### Study questions
A - In the timber company case study, what is the smallest lakeshore lot size the local government allows?
B - Please continue the timber company case study, starting after its last sentence.

### Passage provided
What should this community do? As the company representative, how do you navigate this situation? What is the best use of this natural capital?

Module 3 Discussion: Case Study and Systems Map

Case Study

A publicly traded timber company is feeling pressure to improve its bottom line. Due to increased international competition and a spike in the price of raw materials due to local over-harvesting, profits have plummeted and shareholders are demanding a turnaround. To make a quick profit, your company has decided to sell 250,000 acres of forested land to the highest bidder. Approximately one fourth of the land you intend to sell has river and lake frontage and thus will be sold at a premium. Because these particular tracts are more valuable, these parcels are sub-divided into the smallest plots zoning allows in order to maximize profit. The smallest lakeshore lot size the local government will allow is five acres. Other parcels will be divided into 10-, 20-, and 40-acre lots so they can be sold as quickly as possible.

Local government officials are in favor of this action because it will increase the local tax base, allowing residents’ taxes to go down or remain stable while increasing the services (e.g., new or improved highways, social services, etc.) provided to the community.

However, these forested lands are unique, providing critical habitat to many species, particularly migratory songbirds that spend the summer here. Of the 56 species that time their migration to coincide with the abundance of insects to feed their young, 12 are threatened and two are on the brink of extinction. Because of the unique bird species found here, a national birding organization has named the area one of the five top “hot spots” for members to add to their species life lists. An activity not to be overlooked, bird-watching has become the most popular outdoor recreational activity and local motel owners have recently noticed an increase in the number of birders. To capitalize on this opportunity, the hospitality industry, the state tourism board, and birding organizations are proposing a birdwatchers’ auto route through the area.

### Information shown
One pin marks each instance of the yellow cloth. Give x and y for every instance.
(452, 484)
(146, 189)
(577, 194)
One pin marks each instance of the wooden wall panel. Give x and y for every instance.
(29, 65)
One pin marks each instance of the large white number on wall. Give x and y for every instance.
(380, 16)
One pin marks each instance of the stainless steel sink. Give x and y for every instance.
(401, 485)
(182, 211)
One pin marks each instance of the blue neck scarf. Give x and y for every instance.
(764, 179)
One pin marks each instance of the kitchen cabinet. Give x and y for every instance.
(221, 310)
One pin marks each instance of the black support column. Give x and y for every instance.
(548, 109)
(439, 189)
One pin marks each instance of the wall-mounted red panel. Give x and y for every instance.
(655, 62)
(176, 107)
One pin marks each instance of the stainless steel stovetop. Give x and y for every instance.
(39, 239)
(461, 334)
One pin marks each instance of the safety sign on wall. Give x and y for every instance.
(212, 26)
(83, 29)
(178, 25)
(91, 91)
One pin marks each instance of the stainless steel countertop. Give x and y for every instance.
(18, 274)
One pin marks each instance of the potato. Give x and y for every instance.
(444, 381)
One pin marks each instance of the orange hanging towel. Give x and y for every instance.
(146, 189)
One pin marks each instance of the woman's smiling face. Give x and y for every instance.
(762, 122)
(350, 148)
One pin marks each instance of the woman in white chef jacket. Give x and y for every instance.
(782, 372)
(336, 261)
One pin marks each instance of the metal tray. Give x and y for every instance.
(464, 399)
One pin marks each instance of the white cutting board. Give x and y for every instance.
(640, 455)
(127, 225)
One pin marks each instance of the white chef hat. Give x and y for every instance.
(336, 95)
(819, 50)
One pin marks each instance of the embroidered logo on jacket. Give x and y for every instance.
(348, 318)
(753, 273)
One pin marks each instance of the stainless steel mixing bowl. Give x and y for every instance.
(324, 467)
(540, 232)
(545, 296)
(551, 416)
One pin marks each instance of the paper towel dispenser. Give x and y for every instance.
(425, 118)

### Your written answers
A - Five acres.

B -
As the timber company places its land on the market, a local developer takes notice and proposes to buy the prime lake and riverfront properties in order to develop recreational housing on them. The developer’s proposal calls for cabins and summer homes to be built on one acre lots. Since this plan would exceed the current zoning standard, the developer must ask for an exemption from the county planning and zoning office. A national land trust, recognizing the importance of this land for wildlife, has also begun negotiating with the timber company. Its goal is to preserve land for future generations, but it would be unable to do so if the county planning and zoning office approves the decreased lot size.

What should this community do? As the company representative, how do you navigate this situation? What is the best use of this natural capital?